→ Ziel
Sammle aus den Zeilen unten jede, in der das Wort „surface“ vorkommt, und gib sie vollständig wieder.

..........

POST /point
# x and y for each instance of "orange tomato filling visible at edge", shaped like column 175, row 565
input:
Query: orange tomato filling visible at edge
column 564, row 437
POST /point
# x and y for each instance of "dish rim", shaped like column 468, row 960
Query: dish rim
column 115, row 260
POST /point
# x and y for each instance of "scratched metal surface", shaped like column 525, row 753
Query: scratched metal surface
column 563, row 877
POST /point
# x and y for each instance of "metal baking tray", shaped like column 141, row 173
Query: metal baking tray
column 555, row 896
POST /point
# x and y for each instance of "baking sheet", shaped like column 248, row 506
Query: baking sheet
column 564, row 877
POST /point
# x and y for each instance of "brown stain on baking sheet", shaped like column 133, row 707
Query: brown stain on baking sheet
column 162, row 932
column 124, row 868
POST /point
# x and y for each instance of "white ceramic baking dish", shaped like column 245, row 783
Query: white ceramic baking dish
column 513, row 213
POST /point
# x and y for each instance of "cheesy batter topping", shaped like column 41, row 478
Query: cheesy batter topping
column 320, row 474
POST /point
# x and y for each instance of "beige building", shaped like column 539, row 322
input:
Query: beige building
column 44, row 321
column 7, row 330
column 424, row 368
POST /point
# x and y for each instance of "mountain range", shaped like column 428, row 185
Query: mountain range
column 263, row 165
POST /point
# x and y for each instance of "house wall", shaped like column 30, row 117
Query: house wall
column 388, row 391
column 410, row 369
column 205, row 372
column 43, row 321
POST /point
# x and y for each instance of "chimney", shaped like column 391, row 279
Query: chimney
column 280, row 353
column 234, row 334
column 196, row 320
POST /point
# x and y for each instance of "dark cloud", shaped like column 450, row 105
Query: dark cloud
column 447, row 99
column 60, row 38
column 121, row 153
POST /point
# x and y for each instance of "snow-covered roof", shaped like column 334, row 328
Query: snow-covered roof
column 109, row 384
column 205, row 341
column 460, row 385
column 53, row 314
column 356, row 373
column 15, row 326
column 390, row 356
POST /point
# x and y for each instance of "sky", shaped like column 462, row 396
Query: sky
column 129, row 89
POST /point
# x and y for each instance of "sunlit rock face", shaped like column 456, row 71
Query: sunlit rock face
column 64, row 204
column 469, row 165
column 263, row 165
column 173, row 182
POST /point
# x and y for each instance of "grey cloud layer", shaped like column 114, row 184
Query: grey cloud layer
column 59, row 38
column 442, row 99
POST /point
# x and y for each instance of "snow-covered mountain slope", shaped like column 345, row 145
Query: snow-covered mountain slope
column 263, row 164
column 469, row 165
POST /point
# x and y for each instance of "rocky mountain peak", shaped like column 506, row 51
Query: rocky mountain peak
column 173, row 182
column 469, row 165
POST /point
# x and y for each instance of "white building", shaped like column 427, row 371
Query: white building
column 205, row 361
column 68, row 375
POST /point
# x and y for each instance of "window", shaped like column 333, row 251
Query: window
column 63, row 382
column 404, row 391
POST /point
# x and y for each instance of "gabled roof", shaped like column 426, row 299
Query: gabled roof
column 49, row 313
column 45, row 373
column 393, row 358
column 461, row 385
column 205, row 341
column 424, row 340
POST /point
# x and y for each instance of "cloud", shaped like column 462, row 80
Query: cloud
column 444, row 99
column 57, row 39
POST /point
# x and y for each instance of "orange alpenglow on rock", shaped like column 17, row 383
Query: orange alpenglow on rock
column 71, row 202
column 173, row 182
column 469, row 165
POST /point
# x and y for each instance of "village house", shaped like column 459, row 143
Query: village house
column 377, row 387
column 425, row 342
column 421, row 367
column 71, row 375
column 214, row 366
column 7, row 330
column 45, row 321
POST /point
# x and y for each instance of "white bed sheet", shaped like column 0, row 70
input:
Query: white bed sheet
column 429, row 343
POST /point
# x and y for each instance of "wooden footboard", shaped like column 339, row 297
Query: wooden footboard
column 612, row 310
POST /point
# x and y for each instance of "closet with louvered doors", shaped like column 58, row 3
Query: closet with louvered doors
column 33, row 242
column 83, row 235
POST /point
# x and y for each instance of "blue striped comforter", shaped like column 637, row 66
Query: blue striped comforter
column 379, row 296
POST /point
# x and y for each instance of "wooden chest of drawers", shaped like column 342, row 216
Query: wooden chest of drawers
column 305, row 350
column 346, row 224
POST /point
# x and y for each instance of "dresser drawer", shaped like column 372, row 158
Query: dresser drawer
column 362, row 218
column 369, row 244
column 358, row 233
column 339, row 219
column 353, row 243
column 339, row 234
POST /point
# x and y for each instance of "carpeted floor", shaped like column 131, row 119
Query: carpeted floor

..........

→ Lösung
# x and y for each instance of "scratched metal surface", shaped like column 525, row 753
Query: scratched metal surface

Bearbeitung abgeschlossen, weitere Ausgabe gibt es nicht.